Data taken from a collection:
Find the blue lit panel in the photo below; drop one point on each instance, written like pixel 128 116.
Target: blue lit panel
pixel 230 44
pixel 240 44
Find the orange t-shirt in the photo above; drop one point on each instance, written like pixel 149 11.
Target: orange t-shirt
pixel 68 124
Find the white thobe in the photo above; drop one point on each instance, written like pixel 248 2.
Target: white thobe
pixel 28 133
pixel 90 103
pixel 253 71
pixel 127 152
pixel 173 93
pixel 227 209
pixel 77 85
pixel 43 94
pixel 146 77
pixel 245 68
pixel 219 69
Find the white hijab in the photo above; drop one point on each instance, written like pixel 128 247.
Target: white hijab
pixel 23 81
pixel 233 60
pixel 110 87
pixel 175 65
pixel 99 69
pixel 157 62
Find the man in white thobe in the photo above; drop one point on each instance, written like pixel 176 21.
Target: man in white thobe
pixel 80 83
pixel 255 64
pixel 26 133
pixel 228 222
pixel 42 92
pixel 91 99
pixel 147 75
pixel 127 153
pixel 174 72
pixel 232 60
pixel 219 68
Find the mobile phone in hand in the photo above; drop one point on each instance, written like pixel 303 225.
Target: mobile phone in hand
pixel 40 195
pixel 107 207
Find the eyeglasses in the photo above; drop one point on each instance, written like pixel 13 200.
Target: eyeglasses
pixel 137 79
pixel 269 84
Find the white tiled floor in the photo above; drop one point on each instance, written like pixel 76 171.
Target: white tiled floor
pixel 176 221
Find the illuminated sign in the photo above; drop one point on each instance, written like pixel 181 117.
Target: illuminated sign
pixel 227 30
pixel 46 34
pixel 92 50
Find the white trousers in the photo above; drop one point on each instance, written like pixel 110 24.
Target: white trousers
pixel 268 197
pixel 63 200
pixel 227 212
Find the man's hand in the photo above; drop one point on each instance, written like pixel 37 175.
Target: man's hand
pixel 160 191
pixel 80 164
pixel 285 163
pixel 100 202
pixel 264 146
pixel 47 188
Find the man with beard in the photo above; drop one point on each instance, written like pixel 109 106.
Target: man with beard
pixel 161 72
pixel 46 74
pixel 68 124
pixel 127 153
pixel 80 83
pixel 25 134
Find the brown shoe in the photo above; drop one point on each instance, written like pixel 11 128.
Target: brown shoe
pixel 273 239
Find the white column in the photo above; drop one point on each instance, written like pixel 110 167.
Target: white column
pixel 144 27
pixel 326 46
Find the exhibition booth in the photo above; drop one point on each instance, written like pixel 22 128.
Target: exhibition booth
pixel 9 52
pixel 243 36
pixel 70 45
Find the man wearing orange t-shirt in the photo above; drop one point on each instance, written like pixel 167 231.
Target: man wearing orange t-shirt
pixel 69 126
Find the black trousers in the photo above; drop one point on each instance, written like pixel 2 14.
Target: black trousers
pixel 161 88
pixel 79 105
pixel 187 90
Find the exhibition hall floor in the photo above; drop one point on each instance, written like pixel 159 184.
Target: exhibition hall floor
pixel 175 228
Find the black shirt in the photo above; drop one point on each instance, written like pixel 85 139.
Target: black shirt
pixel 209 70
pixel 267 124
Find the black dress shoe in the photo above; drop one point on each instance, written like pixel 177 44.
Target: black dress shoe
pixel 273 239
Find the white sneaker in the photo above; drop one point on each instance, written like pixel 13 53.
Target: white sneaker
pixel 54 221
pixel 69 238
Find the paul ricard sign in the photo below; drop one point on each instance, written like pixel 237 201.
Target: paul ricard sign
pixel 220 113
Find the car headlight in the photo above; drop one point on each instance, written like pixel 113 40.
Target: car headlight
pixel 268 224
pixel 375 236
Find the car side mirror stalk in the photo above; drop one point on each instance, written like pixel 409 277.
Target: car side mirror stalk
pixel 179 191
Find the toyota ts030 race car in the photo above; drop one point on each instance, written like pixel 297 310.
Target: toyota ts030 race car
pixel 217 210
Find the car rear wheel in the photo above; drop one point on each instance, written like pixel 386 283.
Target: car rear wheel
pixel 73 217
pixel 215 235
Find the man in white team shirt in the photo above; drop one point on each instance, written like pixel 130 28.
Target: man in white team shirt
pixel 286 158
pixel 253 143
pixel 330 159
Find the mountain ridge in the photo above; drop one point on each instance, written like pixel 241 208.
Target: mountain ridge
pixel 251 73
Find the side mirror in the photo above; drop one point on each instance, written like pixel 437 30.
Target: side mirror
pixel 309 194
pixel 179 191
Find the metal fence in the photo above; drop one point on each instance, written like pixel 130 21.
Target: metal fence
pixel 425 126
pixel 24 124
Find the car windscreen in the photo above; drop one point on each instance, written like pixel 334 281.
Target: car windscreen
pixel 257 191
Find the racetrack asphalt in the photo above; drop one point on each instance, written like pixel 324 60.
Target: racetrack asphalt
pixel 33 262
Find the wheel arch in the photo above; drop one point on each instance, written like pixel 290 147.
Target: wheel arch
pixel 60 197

WHAT THE TASK ASKS: Return all the records above word for word, keeping every line in its original order.

COMPLETED TASK:
Find the blue lit panel in the photo below; drop one point on each instance, written like pixel 128 116.
Target: blue lit panel
pixel 230 44
pixel 240 44
Find the orange t-shirt in the photo above; drop one point on each instance, written like pixel 149 11.
Target: orange t-shirt
pixel 68 124
Find the white thobe in the photo above; drop one point on each instance, written like pixel 248 2.
Target: white thobe
pixel 28 133
pixel 90 103
pixel 253 71
pixel 127 152
pixel 173 93
pixel 227 209
pixel 77 85
pixel 43 94
pixel 146 77
pixel 245 68
pixel 219 69
Find the white hijab in the photo above; drop one point on each instance, written like pixel 128 247.
Target: white hijab
pixel 23 81
pixel 233 60
pixel 110 87
pixel 175 65
pixel 99 69
pixel 157 62
Find the man in white thobe in the photo above; drop one point on each instance, written like pixel 176 21.
Target: man in white thobe
pixel 80 83
pixel 255 64
pixel 26 133
pixel 228 222
pixel 42 92
pixel 91 99
pixel 147 75
pixel 127 153
pixel 174 72
pixel 232 60
pixel 219 68
Find the mobile phone in hand in the photo above; drop one point on each instance, written like pixel 303 225.
Target: mobile phone in hand
pixel 40 195
pixel 107 207
Find the eyeglasses in the photo above; drop one point on each instance, written like pixel 13 200.
Target: eyeglasses
pixel 137 79
pixel 269 84
Find the white tiled floor in the photo above; drop one point on each instance, written like pixel 76 171.
Target: white tiled floor
pixel 176 221
Find the illuminated sign in the photo above; drop one point on each instance, written like pixel 181 117.
Target: illuminated sign
pixel 227 30
pixel 46 34
pixel 92 50
Find the white trousers in the photo above; drop one point on each instance, written like pixel 110 24.
Target: white trousers
pixel 268 197
pixel 63 200
pixel 227 212
Find the man's hand in the photo above; drop one point on each instance, written like pixel 37 175.
Target: man's hand
pixel 160 191
pixel 80 164
pixel 285 163
pixel 100 202
pixel 264 146
pixel 47 188
Find the man with beard in the photo above; drop one point on each instance, written like pixel 109 106.
Target: man with beard
pixel 161 72
pixel 46 74
pixel 68 124
pixel 127 153
pixel 80 83
pixel 25 134
Find the brown shoe in the photo above; drop one point on each instance, written like pixel 11 128.
Target: brown shoe
pixel 273 239
Find the white column in the photo above; drop one point on each instance, written like pixel 110 167.
Target: white column
pixel 144 27
pixel 326 46
Find the exhibition booth in the photo above; drop one point on each instance, written like pixel 22 128.
Target: exhibition booth
pixel 9 52
pixel 243 36
pixel 70 45
Find the man wearing orange t-shirt in the photo above; drop one point on each instance, written like pixel 167 231.
Target: man wearing orange t-shirt
pixel 69 126
Find the black trousers in the photo above; drop one point on each instance, written like pixel 2 14.
Target: black trousers
pixel 161 88
pixel 79 105
pixel 187 90
Find the exhibition hall floor in the photo above; drop one point on each instance, written like pixel 159 184.
Target: exhibition hall floor
pixel 175 228
Find the black shirt in the photo above; drop one point on each instance, written like pixel 85 139.
Target: black shirt
pixel 209 70
pixel 267 124
Find the black dress shoe in the photo above; drop one point on each instance, written like pixel 177 44.
Target: black dress shoe
pixel 273 239
Find the white sneaker in the photo above; drop one point on each instance, written like pixel 13 53.
Target: white sneaker
pixel 54 221
pixel 69 238
Find the paul ricard sign in the photo below; drop one point on each instance, written like pixel 237 201.
Target: paul ricard sign
pixel 220 113
Find the car headlight in the photo above; drop one point on each instance, written like pixel 113 40.
Target: car headlight
pixel 268 224
pixel 375 236
Find the car side mirror stalk in the photo above; drop one point on each instance, written like pixel 409 277.
Target: car side mirror stalk
pixel 179 191
Find the toyota ts030 race car in the photo above; drop one point on each instance, written like pixel 297 310.
Target: toyota ts030 race car
pixel 217 210
Find the car rear wheel in the photo above; drop one point on each instance, written like pixel 386 283.
Target: car rear wheel
pixel 73 217
pixel 215 235
Find the man in white team shirt in the photo above; drop one point on each instance, written like pixel 130 28.
Target: man in white team shirt
pixel 286 158
pixel 253 143
pixel 330 159
Find the mountain ridge in the photo above; drop one point on each instance, written like pixel 241 208.
Target: mountain ridge
pixel 251 73
Find the side mirror in the photo above; drop one point on each instance, written like pixel 437 30.
Target: side mirror
pixel 309 194
pixel 179 191
Find the metal fence in the photo above; drop one point on each instance, written like pixel 130 21.
Target: metal fence
pixel 425 126
pixel 24 124
Find the car windscreen in the photo above; drop one point on each instance, written like pixel 334 281.
Target: car windscreen
pixel 257 191
Find the racetrack asphalt in the photo above; drop one point on each instance, written like pixel 324 60.
Target: racetrack asphalt
pixel 33 262
Find the wheel arch in the photo above; drop one point on each instance, written like pixel 290 147.
Target: wheel arch
pixel 60 197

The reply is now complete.